• **What you will do**
Please return every line of the records that contains the word "sandy".

[Collected data entries]
┄┄┄┄┄┄┄┄┄┄┄┄┄┄┄┄┄┄┄┄
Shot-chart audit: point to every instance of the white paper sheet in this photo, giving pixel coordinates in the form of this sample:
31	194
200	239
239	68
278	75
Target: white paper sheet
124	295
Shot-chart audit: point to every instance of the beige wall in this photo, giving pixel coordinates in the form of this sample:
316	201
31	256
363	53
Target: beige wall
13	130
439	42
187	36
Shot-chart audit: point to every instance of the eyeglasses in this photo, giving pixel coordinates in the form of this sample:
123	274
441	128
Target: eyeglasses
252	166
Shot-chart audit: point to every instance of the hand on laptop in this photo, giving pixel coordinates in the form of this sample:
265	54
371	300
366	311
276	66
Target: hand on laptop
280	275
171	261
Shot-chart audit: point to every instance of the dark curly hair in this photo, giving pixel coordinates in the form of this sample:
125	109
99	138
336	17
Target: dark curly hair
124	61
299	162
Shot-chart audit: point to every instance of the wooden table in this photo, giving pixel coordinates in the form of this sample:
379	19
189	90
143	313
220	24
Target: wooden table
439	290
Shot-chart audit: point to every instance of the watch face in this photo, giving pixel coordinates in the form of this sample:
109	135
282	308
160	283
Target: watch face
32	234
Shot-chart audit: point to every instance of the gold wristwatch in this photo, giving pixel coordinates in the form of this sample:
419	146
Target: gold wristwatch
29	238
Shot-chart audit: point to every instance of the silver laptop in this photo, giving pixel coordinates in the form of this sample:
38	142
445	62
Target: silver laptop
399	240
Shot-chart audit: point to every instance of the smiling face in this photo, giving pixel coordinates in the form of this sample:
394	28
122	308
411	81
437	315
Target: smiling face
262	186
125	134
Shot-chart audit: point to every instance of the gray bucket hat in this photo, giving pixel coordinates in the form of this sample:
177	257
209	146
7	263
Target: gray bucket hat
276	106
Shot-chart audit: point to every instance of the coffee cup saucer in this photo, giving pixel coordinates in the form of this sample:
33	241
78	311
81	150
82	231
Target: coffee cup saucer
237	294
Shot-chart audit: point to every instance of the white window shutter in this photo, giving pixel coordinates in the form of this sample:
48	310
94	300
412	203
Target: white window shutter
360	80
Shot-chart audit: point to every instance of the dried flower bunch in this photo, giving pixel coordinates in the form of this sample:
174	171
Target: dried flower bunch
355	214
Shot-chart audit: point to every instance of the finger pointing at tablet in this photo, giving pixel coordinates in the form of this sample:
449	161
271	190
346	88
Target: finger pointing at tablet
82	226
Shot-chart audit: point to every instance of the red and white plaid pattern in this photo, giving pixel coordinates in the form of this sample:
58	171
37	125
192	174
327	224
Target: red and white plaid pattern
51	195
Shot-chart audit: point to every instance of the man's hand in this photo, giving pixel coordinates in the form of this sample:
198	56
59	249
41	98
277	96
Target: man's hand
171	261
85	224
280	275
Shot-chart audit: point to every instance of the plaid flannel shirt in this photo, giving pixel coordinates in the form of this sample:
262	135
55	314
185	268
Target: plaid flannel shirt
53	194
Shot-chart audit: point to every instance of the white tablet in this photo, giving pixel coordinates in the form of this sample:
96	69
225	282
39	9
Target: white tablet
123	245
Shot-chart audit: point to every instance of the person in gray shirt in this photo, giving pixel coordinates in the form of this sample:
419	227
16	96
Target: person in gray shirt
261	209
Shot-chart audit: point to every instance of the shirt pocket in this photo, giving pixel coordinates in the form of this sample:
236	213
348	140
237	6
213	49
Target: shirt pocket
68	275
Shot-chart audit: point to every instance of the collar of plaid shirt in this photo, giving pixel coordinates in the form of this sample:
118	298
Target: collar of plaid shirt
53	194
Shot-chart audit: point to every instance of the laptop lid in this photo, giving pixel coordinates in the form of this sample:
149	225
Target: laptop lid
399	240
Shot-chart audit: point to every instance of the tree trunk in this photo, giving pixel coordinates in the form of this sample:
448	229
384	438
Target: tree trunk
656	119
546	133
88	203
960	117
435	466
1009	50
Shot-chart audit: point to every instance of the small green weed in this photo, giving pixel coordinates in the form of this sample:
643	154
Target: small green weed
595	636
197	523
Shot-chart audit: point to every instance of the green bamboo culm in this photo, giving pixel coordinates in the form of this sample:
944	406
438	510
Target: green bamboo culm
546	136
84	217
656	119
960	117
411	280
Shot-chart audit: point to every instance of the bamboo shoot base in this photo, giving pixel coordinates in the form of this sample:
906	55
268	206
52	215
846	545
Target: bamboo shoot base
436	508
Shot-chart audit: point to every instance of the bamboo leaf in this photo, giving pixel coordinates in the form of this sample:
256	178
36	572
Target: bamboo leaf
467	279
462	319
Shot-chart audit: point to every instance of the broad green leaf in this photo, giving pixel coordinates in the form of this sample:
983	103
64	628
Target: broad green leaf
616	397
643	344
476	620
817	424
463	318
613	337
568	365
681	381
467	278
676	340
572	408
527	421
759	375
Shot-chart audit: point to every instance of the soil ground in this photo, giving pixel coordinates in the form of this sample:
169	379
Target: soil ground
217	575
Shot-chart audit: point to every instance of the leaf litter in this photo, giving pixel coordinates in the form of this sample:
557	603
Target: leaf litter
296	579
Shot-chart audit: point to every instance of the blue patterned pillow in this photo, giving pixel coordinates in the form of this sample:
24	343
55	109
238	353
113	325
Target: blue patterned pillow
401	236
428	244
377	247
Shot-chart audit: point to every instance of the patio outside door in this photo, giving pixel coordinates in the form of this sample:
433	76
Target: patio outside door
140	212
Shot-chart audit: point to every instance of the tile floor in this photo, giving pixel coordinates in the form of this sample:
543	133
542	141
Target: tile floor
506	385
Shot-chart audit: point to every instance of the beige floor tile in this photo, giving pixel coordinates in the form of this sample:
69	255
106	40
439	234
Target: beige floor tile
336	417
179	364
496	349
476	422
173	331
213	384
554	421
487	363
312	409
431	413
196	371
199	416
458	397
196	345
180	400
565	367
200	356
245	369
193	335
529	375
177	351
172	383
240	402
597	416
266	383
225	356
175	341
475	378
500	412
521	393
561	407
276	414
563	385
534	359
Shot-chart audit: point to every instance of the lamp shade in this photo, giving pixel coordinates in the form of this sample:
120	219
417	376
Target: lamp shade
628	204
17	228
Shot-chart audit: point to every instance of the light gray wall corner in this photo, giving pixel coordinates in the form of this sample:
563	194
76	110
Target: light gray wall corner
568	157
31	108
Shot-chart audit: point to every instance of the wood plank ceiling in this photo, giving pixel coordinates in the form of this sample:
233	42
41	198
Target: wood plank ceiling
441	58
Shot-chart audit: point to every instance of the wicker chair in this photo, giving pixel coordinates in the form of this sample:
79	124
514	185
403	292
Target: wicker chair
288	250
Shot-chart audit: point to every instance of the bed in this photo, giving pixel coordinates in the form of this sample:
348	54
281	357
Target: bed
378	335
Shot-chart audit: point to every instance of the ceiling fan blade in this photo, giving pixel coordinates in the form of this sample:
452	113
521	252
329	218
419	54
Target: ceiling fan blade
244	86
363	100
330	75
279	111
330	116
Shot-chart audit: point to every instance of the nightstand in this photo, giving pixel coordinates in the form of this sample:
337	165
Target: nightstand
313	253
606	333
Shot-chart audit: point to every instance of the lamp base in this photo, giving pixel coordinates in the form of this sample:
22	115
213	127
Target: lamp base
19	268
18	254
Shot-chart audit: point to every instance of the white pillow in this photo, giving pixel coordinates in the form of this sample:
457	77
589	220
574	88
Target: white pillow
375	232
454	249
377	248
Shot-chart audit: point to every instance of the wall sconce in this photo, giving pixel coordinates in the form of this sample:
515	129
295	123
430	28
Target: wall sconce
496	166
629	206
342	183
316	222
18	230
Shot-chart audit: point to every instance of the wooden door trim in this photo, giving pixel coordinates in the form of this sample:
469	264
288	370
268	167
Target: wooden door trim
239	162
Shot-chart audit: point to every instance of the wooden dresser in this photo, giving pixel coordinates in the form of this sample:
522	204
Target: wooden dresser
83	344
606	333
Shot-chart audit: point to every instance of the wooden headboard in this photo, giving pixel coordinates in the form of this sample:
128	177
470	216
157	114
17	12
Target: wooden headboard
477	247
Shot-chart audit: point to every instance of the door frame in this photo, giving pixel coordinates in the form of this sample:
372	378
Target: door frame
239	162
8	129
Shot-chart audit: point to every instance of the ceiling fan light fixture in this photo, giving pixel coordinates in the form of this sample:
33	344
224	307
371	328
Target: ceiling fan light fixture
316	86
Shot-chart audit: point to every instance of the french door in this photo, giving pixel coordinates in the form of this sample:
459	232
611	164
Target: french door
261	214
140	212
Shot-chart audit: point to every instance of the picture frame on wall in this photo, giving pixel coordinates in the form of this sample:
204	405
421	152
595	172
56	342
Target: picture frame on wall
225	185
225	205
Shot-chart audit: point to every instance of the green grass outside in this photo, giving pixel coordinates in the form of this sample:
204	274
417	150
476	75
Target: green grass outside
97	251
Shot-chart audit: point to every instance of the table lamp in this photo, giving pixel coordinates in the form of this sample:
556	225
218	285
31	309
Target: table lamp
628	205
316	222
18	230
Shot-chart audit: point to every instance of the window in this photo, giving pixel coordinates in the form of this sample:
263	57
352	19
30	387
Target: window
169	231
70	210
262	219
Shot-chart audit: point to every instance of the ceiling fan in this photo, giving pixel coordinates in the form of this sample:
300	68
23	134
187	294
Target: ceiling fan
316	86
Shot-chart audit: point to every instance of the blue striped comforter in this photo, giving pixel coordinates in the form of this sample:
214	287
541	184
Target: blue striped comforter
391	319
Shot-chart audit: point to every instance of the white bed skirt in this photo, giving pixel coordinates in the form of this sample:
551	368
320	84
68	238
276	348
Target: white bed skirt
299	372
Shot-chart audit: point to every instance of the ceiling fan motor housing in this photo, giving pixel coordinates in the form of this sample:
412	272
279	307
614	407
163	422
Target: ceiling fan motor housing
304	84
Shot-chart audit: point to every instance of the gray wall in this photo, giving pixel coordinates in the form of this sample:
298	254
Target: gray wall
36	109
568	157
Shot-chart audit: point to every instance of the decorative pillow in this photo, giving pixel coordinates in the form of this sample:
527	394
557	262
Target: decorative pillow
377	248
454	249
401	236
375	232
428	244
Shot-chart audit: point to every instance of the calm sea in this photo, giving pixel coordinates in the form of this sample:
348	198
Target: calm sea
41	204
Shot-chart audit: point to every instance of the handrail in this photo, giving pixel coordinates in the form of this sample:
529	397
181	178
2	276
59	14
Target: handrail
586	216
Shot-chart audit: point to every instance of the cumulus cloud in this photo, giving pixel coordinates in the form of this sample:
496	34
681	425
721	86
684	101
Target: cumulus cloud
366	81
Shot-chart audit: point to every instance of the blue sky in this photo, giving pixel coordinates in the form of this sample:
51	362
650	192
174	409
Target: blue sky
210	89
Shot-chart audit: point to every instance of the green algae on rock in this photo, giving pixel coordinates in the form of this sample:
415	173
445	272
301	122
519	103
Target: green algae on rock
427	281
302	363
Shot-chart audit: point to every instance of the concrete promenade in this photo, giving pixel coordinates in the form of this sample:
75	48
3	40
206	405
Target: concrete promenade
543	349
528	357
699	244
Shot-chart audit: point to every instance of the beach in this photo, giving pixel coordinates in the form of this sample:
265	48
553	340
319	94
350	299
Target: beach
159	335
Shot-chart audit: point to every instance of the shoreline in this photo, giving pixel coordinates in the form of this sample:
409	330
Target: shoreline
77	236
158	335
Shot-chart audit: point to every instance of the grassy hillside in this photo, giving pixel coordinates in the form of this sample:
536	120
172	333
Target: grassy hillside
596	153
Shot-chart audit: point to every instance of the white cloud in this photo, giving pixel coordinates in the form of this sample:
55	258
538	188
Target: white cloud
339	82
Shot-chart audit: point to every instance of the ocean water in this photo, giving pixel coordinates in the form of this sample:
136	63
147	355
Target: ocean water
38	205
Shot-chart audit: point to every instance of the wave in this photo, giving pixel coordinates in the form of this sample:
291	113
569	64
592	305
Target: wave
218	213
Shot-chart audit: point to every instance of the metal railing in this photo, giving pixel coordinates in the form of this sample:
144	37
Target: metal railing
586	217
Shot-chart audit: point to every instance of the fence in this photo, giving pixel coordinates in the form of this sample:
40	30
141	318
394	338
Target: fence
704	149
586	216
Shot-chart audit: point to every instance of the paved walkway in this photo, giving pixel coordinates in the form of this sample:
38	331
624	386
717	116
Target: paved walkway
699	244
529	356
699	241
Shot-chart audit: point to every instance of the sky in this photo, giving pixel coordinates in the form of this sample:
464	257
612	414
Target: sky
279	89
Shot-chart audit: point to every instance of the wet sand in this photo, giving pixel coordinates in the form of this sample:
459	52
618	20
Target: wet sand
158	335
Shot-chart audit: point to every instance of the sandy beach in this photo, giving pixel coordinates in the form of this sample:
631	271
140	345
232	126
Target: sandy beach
┄┄┄┄┄┄┄┄┄┄┄┄┄┄┄┄┄┄┄┄
• **Output for this exercise**
Shot-chart audit: point to every instance of the sandy beach in this photo, giving pixel coordinates in the form of this sample:
Target: sandy beach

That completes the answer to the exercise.